## begin Extracted entries

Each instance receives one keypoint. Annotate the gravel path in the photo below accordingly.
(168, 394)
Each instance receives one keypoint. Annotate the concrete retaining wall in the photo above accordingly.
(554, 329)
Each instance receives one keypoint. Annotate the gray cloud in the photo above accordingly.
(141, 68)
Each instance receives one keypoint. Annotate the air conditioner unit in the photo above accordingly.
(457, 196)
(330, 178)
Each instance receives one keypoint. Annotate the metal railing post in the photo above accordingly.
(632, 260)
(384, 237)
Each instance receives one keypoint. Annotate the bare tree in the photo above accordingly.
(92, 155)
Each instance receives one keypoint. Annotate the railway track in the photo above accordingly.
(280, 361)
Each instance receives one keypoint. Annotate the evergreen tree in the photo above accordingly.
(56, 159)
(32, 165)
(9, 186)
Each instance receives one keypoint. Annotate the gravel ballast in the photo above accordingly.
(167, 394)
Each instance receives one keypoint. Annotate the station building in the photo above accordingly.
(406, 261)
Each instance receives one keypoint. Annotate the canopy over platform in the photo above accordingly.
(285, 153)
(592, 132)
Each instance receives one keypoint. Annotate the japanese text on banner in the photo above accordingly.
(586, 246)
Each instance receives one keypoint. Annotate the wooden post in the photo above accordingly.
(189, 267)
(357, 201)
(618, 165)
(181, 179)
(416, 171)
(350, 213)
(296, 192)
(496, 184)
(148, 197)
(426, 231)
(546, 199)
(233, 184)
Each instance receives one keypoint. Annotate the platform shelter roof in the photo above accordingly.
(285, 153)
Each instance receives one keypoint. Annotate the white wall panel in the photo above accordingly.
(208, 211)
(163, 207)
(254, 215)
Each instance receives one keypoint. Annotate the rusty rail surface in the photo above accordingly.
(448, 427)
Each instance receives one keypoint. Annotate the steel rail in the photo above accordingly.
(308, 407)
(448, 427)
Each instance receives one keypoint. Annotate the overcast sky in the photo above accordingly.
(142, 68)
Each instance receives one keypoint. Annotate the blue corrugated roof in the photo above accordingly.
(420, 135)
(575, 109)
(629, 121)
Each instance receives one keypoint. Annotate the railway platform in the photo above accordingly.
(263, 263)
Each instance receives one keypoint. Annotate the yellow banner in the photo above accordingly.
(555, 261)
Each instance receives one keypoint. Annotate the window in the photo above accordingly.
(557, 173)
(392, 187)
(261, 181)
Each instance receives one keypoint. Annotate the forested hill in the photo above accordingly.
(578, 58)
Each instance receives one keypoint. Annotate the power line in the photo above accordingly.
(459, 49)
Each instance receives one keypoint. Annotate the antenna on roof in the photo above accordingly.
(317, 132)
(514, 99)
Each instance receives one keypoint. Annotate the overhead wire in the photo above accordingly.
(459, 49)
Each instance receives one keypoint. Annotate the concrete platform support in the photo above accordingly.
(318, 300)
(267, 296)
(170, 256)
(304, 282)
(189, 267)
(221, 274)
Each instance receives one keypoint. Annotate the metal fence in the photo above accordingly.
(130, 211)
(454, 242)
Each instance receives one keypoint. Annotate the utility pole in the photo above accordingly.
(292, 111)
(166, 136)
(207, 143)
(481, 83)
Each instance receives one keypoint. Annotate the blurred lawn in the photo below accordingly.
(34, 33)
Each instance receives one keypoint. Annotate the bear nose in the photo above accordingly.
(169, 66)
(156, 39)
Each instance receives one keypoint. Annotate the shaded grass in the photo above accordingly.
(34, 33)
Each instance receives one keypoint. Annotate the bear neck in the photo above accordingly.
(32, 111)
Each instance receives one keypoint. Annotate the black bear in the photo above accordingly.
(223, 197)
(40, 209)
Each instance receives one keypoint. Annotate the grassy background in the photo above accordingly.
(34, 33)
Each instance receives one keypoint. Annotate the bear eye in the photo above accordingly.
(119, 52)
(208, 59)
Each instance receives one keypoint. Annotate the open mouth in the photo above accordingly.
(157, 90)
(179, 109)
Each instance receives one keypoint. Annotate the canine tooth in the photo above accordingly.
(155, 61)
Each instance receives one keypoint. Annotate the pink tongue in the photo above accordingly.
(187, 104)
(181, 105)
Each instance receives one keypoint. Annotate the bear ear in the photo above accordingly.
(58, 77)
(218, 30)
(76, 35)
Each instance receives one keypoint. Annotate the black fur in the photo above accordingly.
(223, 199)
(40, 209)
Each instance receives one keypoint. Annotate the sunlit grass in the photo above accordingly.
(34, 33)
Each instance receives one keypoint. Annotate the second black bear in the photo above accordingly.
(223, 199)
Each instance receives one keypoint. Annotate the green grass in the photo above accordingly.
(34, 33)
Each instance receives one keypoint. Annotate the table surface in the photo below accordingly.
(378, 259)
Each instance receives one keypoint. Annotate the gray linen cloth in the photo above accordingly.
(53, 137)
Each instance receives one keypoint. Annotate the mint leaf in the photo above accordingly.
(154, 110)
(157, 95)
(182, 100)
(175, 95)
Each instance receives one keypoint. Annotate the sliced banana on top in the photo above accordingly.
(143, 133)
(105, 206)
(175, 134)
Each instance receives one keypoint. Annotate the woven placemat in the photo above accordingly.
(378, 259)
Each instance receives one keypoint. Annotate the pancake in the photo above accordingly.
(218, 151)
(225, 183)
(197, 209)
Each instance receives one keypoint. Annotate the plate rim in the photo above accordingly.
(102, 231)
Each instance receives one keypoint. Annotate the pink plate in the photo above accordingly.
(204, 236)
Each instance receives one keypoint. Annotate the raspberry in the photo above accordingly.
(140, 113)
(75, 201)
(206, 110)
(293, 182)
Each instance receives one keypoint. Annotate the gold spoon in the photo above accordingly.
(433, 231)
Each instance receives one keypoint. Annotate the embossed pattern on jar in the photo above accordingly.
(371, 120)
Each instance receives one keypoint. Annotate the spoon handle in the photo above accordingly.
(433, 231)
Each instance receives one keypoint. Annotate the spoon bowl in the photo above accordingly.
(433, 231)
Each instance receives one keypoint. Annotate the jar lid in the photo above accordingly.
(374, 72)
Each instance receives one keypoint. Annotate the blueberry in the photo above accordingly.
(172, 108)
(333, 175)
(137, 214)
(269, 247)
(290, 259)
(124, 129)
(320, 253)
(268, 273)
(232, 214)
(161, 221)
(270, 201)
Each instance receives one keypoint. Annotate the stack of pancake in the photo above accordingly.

## end Extracted entries

**Your goal:**
Repeat the line that contains "Each instance receives one keypoint. Annotate the gold", then every line after it until the records end, with nothing added.

**Written reply:**
Each instance receives one keypoint. Annotate the gold spoon in the photo above accordingly.
(433, 231)
Each instance receives one keypoint. Annotate the embossed pattern on jar in the photo above accordingly.
(371, 120)
Each instance receives one keypoint. Annotate the spoon handle in the photo above accordingly.
(433, 231)
Each instance receives one keypoint. Annotate the spoon bowl in the photo above accordingly.
(433, 231)
Each instance receives one keypoint. Annotate the jar lid in the photo above accordingly.
(374, 72)
Each instance receives one keypoint. Annotate the blueberry in the photo above accordingly.
(172, 108)
(333, 175)
(137, 214)
(269, 247)
(290, 259)
(124, 129)
(320, 253)
(268, 273)
(232, 214)
(161, 221)
(270, 201)
Each instance receives one keypoint. Annotate the stack of pancake in the photo above accordingly.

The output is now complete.